— Input material —
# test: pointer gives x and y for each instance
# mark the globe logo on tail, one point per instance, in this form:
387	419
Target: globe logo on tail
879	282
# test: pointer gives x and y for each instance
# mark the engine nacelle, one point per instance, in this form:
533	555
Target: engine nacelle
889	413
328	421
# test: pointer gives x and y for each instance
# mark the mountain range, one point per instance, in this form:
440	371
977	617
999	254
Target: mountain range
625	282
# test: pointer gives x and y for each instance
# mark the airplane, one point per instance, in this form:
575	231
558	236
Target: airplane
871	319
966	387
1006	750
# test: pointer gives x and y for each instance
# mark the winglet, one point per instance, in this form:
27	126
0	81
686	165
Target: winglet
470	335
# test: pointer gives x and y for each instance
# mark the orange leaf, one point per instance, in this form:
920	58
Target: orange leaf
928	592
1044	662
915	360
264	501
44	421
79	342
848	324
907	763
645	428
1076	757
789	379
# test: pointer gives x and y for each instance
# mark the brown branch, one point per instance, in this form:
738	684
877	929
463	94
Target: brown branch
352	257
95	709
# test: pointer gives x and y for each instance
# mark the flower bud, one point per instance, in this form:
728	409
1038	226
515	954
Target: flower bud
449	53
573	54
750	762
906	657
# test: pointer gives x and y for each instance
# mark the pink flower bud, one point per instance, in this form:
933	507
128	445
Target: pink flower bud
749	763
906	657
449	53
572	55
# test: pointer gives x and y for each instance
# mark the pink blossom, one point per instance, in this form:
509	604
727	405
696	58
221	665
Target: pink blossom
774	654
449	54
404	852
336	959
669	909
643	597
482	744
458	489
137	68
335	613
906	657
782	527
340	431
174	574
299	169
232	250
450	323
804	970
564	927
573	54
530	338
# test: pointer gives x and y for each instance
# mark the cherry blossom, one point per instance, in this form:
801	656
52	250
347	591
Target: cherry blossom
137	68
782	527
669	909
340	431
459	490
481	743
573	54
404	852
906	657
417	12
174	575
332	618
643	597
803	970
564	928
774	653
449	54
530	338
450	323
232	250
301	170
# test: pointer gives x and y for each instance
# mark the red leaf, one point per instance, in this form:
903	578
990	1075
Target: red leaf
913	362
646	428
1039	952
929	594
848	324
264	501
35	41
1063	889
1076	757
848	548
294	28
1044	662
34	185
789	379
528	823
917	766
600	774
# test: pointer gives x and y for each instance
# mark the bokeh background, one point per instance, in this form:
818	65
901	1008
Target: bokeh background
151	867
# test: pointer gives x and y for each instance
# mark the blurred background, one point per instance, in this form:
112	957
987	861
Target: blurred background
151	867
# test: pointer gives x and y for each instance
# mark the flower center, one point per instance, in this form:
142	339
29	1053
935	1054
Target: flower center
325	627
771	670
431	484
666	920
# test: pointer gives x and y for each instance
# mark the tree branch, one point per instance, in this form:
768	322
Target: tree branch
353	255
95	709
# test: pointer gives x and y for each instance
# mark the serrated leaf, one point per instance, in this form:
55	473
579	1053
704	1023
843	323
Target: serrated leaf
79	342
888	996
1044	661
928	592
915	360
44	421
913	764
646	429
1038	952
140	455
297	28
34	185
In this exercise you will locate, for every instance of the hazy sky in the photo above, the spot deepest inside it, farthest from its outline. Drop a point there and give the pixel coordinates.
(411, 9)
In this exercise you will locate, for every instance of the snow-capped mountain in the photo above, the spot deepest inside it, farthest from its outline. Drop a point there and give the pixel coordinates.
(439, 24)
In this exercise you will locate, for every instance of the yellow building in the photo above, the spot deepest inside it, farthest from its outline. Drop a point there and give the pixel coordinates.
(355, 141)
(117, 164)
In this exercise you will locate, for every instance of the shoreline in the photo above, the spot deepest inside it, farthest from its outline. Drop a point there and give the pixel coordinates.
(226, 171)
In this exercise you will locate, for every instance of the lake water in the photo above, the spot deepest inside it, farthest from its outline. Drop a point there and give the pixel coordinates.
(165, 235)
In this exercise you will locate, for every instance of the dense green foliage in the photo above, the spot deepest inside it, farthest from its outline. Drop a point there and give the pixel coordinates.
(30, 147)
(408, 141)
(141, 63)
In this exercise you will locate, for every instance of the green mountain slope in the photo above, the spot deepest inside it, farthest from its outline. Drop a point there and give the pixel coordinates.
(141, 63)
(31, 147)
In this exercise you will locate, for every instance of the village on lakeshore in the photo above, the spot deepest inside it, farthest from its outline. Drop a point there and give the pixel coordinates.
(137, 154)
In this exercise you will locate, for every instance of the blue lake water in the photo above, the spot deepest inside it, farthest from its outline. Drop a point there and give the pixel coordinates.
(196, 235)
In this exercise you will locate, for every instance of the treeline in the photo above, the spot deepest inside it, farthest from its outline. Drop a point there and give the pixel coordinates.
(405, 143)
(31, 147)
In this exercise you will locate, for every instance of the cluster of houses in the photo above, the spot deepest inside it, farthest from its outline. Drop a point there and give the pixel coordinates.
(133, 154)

— Short exercise —
Rewrite all of the items above, changing every "mountain range" to "mountain ridge" and leaving everything else as it is.

— The solution —
# test: pointer gives x and y for each instance
# mark the globe logo on tail, one point per instance, in this form:
387	419
Target: globe logo on tail
879	282
# test: pointer gives x and y for each instance
# mark the engine nacelle, one point per instance, in this form:
533	555
Target: engine nacelle
889	413
328	421
# test: pointer gives x and y for each instance
# mark the mountain ridge, one point per instance, in this form:
440	371
977	617
999	254
Target: mountain ridge
625	282
# test: pointer gives x and y for each instance
# mark the airplane, one point per instance, in this form:
575	231
558	236
Target: airplane
871	319
966	387
1006	750
# test: pointer gives x and y for each instance
# mark the winglet, one point per instance, in this form:
27	126
0	81
686	165
Target: winglet
470	335
# test: pointer gives x and y for each instance
# mark the orange leaf, one point per instance, in this form:
920	58
Target: orange leaf
928	592
1044	662
915	360
264	501
44	421
79	342
848	324
907	763
645	428
1076	757
789	379
# test: pointer gives x and y for each instance
# mark the brown branch, one point per instance, in this form:
738	684
877	929
463	94
Target: brown branch
352	257
95	709
# test: pointer gives x and y for each instance
# mark the flower bud, one point per instance, in this form:
728	409
1038	226
515	954
Target: flower bud
449	53
573	54
750	762
906	657
# test: pointer gives x and y for each instance
# mark the pink flower bud, one point per instance, in this form:
933	507
128	445
Target: pink flower bud
749	763
906	657
449	53
572	55
# test: pointer gives x and y for each instance
# mark the pink blossom, one point per instance, in this form:
509	604
727	405
696	58
221	665
Target: pink blossom
774	654
449	54
404	852
336	959
669	909
643	597
482	744
458	489
137	68
335	613
906	657
782	527
340	431
174	574
299	169
232	250
450	323
804	970
564	927
573	54
530	338
# test: pointer gives x and y for each instance
# mark the cherry blossom, one point per instance, in this form:
801	656
52	250
347	591
Target: cherry blossom
137	68
782	527
669	909
340	431
459	490
481	743
573	54
404	852
906	657
417	12
174	575
332	618
643	597
803	970
564	928
774	653
449	54
530	338
450	323
232	250
301	170
# test: pointer gives x and y for each instance
# mark the red leaf, one point per instance, in this form:
903	578
990	1075
Target: red leaf
913	362
646	428
1039	952
929	594
848	324
264	501
35	41
1063	889
1076	757
848	548
294	28
1044	662
34	185
789	379
528	823
917	766
600	774
# test: pointer gives x and y for each instance
# mark the bokeh background, one point per instance, in this form:
818	65
901	1008
Target: bokeh background
151	867
# test: pointer gives x and y for each instance
# mark the blurred background, one point per instance, in this form:
112	957
987	861
Target: blurred background
151	867
# test: pointer gives x and y for each instance
# mark the flower center, one point per instance, in this form:
142	339
29	1053
935	1054
Target: flower center
325	627
771	670
431	484
666	920
# test: pointer gives x and y for each instance
# mark the tree branch, one point per instance, in this form:
768	322
Target: tree branch
353	255
95	709
# test: pointer gives x and y for each instance
# mark the serrated leaf, one point per instance, in this form:
55	473
579	1053
704	1023
843	323
Target: serrated leaf
79	342
888	996
1044	661
928	592
915	360
44	421
913	764
646	429
1038	952
140	455
297	28
34	185
In this exercise you will locate, for every instance of the hazy sky in the photo above, the spot deepest inside it, farthest from its outline. Drop a point there and give the pixel coordinates.
(411, 9)
In this exercise you will locate, for every instance of the snow-capped mountain in the photo above, the spot deepest inside it, farthest from its outline. Drop a point there and give the pixel coordinates.
(439, 24)
In this exercise you will locate, for every instance of the yellow building in the photo above, the spot deepest inside it, farthest from its outline. Drop a point there and give the pixel coordinates.
(355, 141)
(117, 164)
In this exercise you will locate, for every instance of the shoreline in the photo above, the spot deepest inside it, farthest from its outline. Drop a point there and give the pixel coordinates.
(226, 171)
In this exercise you will locate, for every instance of the lake water in the photo above, the spot deepest inside it, farthest from its outline. Drop a point there and give the pixel coordinates.
(165, 235)
In this exercise you will locate, for every instance of the dense green foliage in the photo above, the spot deepest inside it, farthest from its outline. Drop a point there and give the pixel coordinates.
(30, 147)
(408, 141)
(141, 63)
In this exercise you will locate, for every instance of the green mountain slope in the photo above, the spot deepest inside it, farthest from its outline. Drop a point there and give the pixel coordinates.
(141, 63)
(31, 147)
In this exercise you will locate, for every instance of the village on lakeshore in the photo above, the spot deepest inside it, farthest from its outline. Drop a point there and give the pixel coordinates.
(137, 154)
In this exercise you will locate, for every instance of the blue lake water in the photo above, the spot deepest inside it, farthest from its outline. Drop a point there and give the pixel coordinates.
(196, 235)
In this exercise you will locate, for every instance of the treeline in the photo above, the spot deepest inside it, farthest from its outline. Drop a point there and give the pixel coordinates.
(405, 143)
(31, 147)
In this exercise you will locate, for every instance of the cluster of houses in the photo above, the spot deepest inside it, farthest from its outline. Drop a point there and give the pixel coordinates.
(133, 154)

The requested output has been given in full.